> **DATA**:
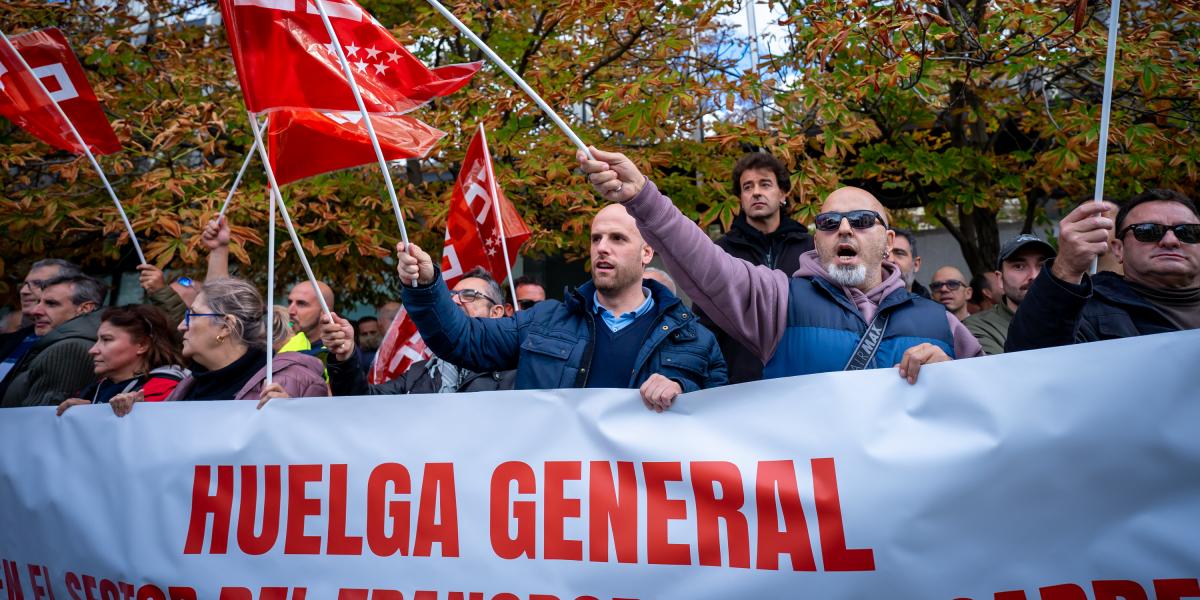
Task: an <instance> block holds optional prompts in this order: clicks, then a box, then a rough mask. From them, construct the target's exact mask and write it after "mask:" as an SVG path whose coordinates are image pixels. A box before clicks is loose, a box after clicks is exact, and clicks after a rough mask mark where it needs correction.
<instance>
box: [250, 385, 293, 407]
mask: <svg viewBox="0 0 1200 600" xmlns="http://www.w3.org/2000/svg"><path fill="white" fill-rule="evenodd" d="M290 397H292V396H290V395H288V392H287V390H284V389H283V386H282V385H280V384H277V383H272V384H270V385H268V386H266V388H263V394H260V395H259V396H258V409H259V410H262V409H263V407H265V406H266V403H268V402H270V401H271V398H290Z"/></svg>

---

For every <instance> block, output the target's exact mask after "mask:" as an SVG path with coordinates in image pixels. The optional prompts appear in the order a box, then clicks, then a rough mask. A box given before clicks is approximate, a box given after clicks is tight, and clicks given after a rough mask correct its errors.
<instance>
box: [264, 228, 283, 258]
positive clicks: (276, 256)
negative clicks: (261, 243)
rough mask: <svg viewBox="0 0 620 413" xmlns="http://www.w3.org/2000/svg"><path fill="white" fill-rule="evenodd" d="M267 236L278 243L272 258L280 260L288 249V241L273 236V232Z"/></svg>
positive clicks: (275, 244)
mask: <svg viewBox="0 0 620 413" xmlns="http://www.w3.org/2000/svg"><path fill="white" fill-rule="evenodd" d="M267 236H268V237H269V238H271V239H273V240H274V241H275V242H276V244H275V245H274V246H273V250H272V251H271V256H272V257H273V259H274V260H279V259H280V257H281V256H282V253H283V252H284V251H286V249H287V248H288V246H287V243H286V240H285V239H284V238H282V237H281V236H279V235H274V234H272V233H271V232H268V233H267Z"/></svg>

...

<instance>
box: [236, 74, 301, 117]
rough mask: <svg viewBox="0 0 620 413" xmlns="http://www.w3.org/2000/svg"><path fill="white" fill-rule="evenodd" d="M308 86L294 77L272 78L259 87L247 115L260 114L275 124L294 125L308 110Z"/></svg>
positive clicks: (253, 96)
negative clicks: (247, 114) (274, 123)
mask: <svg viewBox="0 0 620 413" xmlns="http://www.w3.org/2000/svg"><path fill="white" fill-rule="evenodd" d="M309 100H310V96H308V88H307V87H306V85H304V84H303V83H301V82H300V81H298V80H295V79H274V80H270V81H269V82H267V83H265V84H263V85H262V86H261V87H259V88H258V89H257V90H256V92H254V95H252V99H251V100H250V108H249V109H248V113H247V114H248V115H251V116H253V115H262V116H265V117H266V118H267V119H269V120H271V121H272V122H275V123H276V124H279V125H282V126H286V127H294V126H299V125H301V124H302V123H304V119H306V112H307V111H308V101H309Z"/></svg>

> **EXERCISE AIM**: Begin at the line that has "For every <instance>" and stop after the line that has "positive clicks: (275, 244)". Write out those lines again, swapping every "rough mask" for "coarse mask" and leaving everything else unchanged.

> **ANSWER TO THIS PROBLEM**:
For every <instance> block, output the target's exact mask after "mask:" as an SVG path with coordinates in image pixels. The optional prompts appear in the order a box, then clicks, then a coarse mask. A box given before clicks is approximate, a box given after clicks is tight, and clicks given after a coarse mask correct its errors.
<instance>
box: [264, 228, 283, 258]
positive clicks: (276, 256)
negative clicks: (261, 243)
coarse mask: <svg viewBox="0 0 620 413" xmlns="http://www.w3.org/2000/svg"><path fill="white" fill-rule="evenodd" d="M267 236L278 243L272 258L280 260L288 249V241L273 236V232Z"/></svg>
positive clicks: (275, 244)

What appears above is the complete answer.